- [Задания]:
1. Ответьте по отрывку о Блоке на вопросы:
(а) Какого числа Блок написал матери о новых стихах?
(б) Куда выходят комнаты Блоков в венецианской гостинице?
(в) Чьи картины нравятся Блоку своим глубоким покоем?
2. Пожалуйста, перечислите все города, которые Блок называет в письме матери в отрывке о Блоке.

#### Исходный отрывок

Александр Блок — страница 31 из 58

IX

«Новых стихов нет пока, — писал Блок матери незадолго до отъезда за границу (13 марта 1909 года). — А вот, я думаю, в Венеции, Флоренции, Равенне и Риме — будут».

Быть может, и ему выпадет такая же удача, как герою его любимой гамсуновской «Виктории», о книге которого говорилось, что она «написана была вдали от родины, далека от событий и людей отчизны, а потому была ароматична и крепка, как выдержанное вино»!

Вот Блоки и в Венеции. Их комнаты в гостинице выходят на море, которое виднеется, как в раме из цветов, стоящих на окнах. Ласкает взор зеленая вода, освежающе тянет ветерком с лагуны. В ничем не тревожимую, полную достоинства задумчивость погружены мадонны Джованни Беллини. Его картины очень нравятся Блоку своим глубоким покоем.

На морском берегу можно поиграть с крабами, побродить по песку, собирая раковины.

В их перламутровом сиянии, в извивах линий мерещились какие-то изображения. Если долго вглядываться, они начинали обретать реальность. Того и гляди выплывут врубелевские души раковин с их тревожными глазами.

Врубель — в сумасшедшем доме. Сумасшедший дом в нынешней России — это как матрешка в матрешке. О господи… Лучше о чем-нибудь другом.

########
#### Показанные строки

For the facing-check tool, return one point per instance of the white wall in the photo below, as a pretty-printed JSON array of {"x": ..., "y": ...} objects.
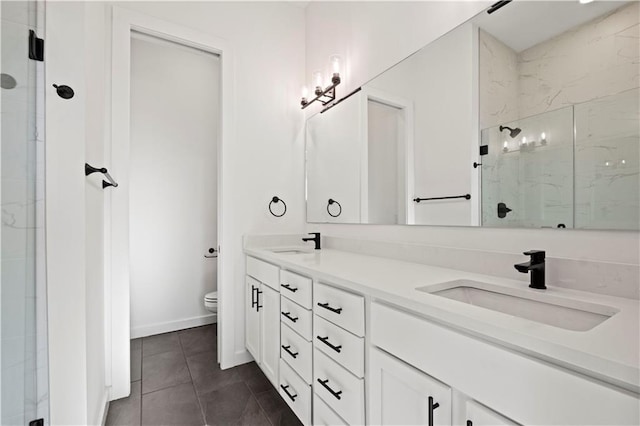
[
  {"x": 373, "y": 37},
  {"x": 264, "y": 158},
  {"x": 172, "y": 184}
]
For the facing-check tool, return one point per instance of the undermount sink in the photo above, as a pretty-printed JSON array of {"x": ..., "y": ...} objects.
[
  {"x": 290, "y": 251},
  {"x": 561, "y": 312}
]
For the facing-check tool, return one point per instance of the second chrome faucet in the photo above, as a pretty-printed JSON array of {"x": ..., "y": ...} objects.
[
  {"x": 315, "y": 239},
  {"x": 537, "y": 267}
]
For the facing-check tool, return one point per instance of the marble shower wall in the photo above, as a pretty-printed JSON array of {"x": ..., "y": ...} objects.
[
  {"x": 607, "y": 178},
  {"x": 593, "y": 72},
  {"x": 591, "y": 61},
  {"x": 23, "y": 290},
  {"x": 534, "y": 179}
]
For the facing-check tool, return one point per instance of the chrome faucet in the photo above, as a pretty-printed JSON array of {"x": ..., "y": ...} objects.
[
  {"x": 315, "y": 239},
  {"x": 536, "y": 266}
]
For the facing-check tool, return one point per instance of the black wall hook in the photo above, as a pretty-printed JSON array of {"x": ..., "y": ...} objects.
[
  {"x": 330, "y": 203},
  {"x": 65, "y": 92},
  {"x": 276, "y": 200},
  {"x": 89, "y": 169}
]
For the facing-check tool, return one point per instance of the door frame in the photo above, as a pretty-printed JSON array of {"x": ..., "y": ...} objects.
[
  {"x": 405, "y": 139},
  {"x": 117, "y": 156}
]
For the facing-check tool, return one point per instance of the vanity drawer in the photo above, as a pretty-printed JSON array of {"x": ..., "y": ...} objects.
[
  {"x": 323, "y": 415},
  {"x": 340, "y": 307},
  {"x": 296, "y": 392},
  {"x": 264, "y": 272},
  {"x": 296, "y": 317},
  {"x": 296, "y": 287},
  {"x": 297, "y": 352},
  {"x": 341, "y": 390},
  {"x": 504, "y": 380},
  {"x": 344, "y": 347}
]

########
#### Показанные строки

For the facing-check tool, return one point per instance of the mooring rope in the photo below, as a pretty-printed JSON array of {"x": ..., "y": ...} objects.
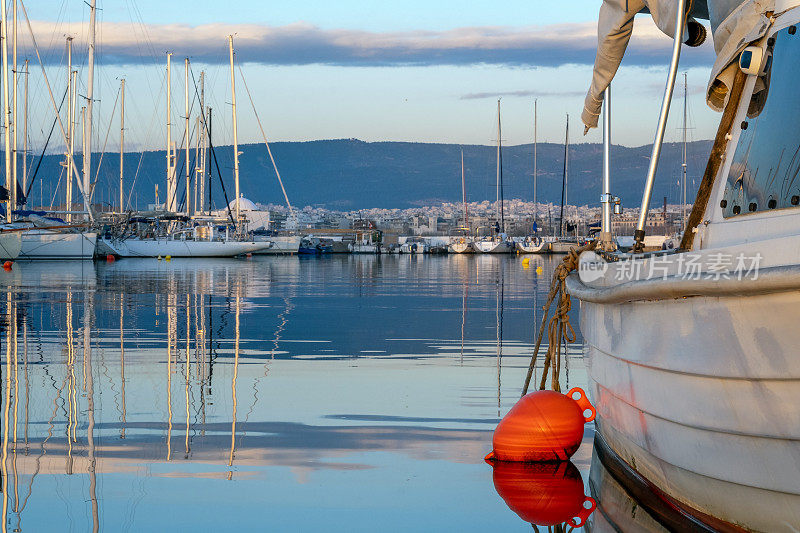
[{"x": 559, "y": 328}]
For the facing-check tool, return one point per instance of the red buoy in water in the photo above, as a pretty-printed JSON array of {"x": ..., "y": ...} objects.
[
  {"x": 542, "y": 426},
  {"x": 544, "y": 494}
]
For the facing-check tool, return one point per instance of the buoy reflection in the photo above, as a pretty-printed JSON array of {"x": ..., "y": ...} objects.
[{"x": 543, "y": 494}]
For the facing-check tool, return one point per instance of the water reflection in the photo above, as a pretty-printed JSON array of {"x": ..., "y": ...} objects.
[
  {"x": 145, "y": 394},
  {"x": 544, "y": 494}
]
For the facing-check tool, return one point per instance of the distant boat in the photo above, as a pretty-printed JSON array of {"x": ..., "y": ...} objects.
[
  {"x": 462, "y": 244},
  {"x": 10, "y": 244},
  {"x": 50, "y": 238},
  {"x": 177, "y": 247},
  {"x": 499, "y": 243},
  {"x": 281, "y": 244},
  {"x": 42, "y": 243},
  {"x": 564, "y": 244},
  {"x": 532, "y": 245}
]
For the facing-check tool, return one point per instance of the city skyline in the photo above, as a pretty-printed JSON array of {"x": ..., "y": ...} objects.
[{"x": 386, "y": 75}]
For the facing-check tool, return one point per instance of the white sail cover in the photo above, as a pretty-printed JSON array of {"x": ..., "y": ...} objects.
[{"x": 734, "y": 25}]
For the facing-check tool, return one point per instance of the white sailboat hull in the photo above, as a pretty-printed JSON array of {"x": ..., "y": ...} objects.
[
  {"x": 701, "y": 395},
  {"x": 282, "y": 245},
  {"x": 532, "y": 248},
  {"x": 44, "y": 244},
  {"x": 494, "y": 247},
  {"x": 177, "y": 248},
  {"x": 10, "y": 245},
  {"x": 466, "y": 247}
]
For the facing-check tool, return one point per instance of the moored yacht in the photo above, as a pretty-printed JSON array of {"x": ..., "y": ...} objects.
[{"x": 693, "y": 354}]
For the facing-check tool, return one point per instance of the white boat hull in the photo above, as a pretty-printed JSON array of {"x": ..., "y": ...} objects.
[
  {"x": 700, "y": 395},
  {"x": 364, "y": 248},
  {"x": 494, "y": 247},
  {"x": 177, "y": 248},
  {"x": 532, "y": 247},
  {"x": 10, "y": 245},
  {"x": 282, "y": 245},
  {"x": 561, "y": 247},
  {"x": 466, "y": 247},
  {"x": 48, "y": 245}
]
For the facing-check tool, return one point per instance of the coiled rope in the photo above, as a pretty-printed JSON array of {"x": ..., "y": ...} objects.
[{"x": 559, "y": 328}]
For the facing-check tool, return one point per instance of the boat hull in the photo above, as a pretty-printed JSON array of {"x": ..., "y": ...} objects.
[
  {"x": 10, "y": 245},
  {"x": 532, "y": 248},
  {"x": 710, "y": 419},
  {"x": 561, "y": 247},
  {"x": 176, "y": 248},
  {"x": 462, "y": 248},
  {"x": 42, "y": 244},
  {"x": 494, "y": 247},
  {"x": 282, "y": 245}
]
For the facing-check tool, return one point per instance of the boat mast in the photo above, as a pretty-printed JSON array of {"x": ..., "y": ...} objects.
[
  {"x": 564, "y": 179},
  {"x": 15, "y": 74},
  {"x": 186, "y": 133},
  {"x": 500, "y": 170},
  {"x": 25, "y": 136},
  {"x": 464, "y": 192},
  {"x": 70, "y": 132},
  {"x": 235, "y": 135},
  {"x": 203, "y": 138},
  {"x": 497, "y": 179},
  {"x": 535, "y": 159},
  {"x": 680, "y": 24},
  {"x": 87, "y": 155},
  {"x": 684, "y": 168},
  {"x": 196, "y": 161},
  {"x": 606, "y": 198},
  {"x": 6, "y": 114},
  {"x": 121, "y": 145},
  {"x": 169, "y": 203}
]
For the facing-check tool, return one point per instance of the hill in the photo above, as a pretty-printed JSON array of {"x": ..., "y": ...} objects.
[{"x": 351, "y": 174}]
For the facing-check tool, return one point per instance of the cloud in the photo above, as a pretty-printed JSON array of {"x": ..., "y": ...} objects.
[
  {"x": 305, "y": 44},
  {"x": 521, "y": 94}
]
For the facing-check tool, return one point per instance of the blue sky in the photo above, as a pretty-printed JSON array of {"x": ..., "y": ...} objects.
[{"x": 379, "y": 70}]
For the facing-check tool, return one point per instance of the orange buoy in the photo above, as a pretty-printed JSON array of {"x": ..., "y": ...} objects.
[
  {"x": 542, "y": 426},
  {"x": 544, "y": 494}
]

########

- [Ответы к заданиям]:
1.
(а) 13 марта 1909 года.
(б) На море.
(в) Картины Джованни Беллини.

2. Венеция, Флоренция, Равенна, Рим.